_Short problem 1_. Retype the Brixton Academy account word for word from "I have been" to "do that anymore.".
_Short problem 2_. Write a continuation of the Brixton Academy account, picking up right after its final sentence.

_Page text_.

- - -

The purpose of the trip, ostensibly, was to see Embrace at Brixton Academy, to meet up with strange people I have communicated with digitally but not tactilely, to see friends who I love dearly again, to spend time with my mistress again (in the company, this time, of my actual, ahem, “partner”), to stay in a hotel rather than on someone’s floor (or hotel floor)-

Stop.

Brixton Academy.

I have been ill lately – a cold turned into a stomach bug and I have shed a stone, near enough, in only a week and a half. I am not drinking at the moment and intend to maintain this and see if I can shed more weight. I am (largely) avoiding spicy and fatty foods (noodles on Sunday being the exception thus far) because, frankly, they go straight through me and make me feel ill again. I’ve only ever been to Brixton Academy when absolutely wasted before – twice in 2000 and both times I was literally carried from the pub to the venue, once after (allegedly – I wasn’t paying attention) consuming 15 pints of Guinness over the course of an afternoon. I can’t, quite simply, do that anymore.

Even plastered I knew that Brixton was a shite venue. Sure, it looks nice with the balconies and ramparts, part castle, part amphitheatre, but a; backstage is shit, windy, confusing and the VIP bar is tatty (I’m comparing almost exclusively and unfavourably to Shepherd’s Bush here – it’s certainly better than Bristol Academy), and b; the sound is fucking criminal. It’s all drums and reverbed fuzz, the ceiling too high… If you stand by the mixing desk it’s bearable, but after Anechoic’s set I went into the foyer to buy their single, got talking to some people, and before I knew it Embrace had walked on stage and the world and his dog had rushed the lower auditorium. One look at the maddening throng put me off fighting my way through it, so we headed for the top balcony and positioned ourselves right at the back, just where the sound is worst, just where you can no longer hear any guitar at all, just where some pissed lad was standing doing a chimp dance with his arms outstretched and his drunken body bobbing like a wading bird dipping for shellfish as he spatters Guinness over all and sundry, before the woman sort of next to him gets pissed off with her boyfriend and throws her pint at him, swearing and waving her arms until he fucks off, and the bobbing pissed guy with the outstretched arms starts high-five-ing her and then hugging her and… beery lads who’d batter you in a pub in the midlands if you weren’t dressed right, wailing along to heartbreak anthems, is not what I love about this band.

- - -

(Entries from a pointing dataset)
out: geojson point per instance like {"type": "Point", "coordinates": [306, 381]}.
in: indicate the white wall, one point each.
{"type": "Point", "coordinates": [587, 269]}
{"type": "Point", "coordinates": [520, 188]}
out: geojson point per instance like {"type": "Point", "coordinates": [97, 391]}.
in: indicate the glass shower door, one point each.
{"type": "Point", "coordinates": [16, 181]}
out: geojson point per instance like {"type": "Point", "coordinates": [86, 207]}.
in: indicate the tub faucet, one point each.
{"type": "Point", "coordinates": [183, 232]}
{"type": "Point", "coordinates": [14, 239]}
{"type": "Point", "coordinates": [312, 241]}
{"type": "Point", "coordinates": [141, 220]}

- - -

_Expected answer 1_.
I have been ill lately – a cold turned into a stomach bug and I have shed a stone, near enough, in only a week and a half. I am not drinking at the moment and intend to maintain this and see if I can shed more weight. I am (largely) avoiding spicy and fatty foods (noodles on Sunday being the exception thus far) because, frankly, they go straight through me and make me feel ill again. I’ve only ever been to Brixton Academy when absolutely wasted before – twice in 2000 and both times I was literally carried from the pub to the venue, once after (allegedly – I wasn’t paying attention) consuming 15 pints of Guinness over the course of an afternoon. I can’t, quite simply, do that anymore.

_Expected answer 2_.
I described Anechoic (Korg, guitar, drums, keys, squiggly electronics, MBV, Aphex, Elbow) as being like “having your brain cleaned with noise”, a sensation I am very keen on as my brain is busy and messy.

Embrace, at their best, at the moments when I’m unutterably in love with them, are like having my soul cleansed with noise. And I don’t believe in a “soul”, as I’ve said before and at length. The slower, ballady ones don’t do much for me live because they’re about melody and live you can’t hear that (especially not at Brixton). CBTWYK does little for me live cos I’m not into singing along massively 90% of the time. It’s… the climax of AYGGP, the white noise squall at the end of “Out Of Nothing”, the clattering rhythm at odds with the melody of “Spell It Out”, the upsurging rapture of “Save Me”… it’s the sublimation into something, even if I’m only standing at the back and nodding my head, if I can close my eyes and have the noise wash over me, the grand rise of “My Weakness…” (too brutal, too harsh, too dark to be a singalong, surely?), the screaming wail of “New Adam New Eve”, the new dub riot of “One Big Family”, the thumping tide of “Ashes” (and “New Song Number One” as well – keep that working title, there’s an insouciant arrogance about naming a song that which I love). Live, Embrace squeegee my brain and heart clean with noise and melody. This is why I love them. You can take your Doves and Coldplay and any other band of that “ilk”, and shove them up your arse. None of them make the right NOISE.

I had three beers all weekend and bought one CD single. London is a cruel mistress, but I am becoming numb to her nefarious commercial charms, to her planted desires and avaricious encouragement.

I still love her, though. I love the way she smells.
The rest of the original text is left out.